What to work on: Which lines of the records below contain the word "above"? List every such line in full.

Data in this exercise:
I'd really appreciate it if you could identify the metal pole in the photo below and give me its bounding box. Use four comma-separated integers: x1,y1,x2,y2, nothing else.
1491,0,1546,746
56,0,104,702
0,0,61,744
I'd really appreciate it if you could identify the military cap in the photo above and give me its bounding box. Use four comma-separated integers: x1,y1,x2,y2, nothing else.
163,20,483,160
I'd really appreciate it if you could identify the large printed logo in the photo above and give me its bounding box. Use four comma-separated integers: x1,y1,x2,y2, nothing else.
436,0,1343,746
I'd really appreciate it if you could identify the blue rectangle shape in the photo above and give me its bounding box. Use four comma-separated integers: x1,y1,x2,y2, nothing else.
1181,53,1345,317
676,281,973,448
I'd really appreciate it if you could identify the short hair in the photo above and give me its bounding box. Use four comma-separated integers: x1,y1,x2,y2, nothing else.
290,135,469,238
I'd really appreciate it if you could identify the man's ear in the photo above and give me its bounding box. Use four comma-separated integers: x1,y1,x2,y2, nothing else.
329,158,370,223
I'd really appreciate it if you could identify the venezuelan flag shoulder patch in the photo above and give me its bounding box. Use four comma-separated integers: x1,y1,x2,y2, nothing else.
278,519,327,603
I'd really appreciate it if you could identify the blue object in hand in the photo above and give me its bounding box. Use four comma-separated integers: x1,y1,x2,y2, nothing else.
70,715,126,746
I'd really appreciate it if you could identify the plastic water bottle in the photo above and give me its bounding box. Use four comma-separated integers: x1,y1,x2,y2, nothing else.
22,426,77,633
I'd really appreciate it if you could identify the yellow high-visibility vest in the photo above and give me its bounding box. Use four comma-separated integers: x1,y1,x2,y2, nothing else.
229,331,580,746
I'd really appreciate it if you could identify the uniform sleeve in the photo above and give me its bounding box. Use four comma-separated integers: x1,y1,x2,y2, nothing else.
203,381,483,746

Output for this exercise:
I'd really appreciate it if you could identify the military cap in the photo above and give me its bounding box. Use four comma-separated integers: x1,y1,x2,y2, nothing else.
I'd really appreciate it if you could identify the large printed logo in the photo above and give me its bounding box. Use four comma-separated integers: x1,y1,x2,y2, nothing else.
I'd really appreciate it if you could identify the blue rectangle shape in the photo above and give me its bounding box. Use four comma-separated integers: x1,y1,x2,y2, nothing else.
I'd really appreciate it if you could identify the short hair in the photo above and give me its bounding box. Use four comma-separated integers: x1,y1,x2,y2, nothing else.
I'd really appreciate it if you could identify the man's ear in the photo above and give me its bounding box. Use four comma-separated integers: x1,y1,x2,y2, nothing else.
I'd really appreciate it if you could identify the venezuelan flag shoulder patch in the photo above and give me its bounding box. Use four comma-separated integers: x1,y1,x2,y2, nothing else.
I'd really appreciate it if you could identify the blue object in hand in the photo above and give me its bounding box. Use four comma-separated integers: x1,y1,x2,y2, nothing else.
I'd really appreciate it if you could identify the plastic water bottle in the photo above and give me its bounding box. Use four comma-separated integers: x1,y1,x2,y2, nothing else.
I'd really appreciate it if you could identify the yellow high-visibility vest in the photo above and give me its bounding box. Use four comma-separated integers: x1,y1,x2,y2, nothing else.
I'd really appreciate it if you could identify the uniform sleeve in the photo above and give me its bounding box. Use four comma-separated integers: x1,y1,x2,y2, nothing else.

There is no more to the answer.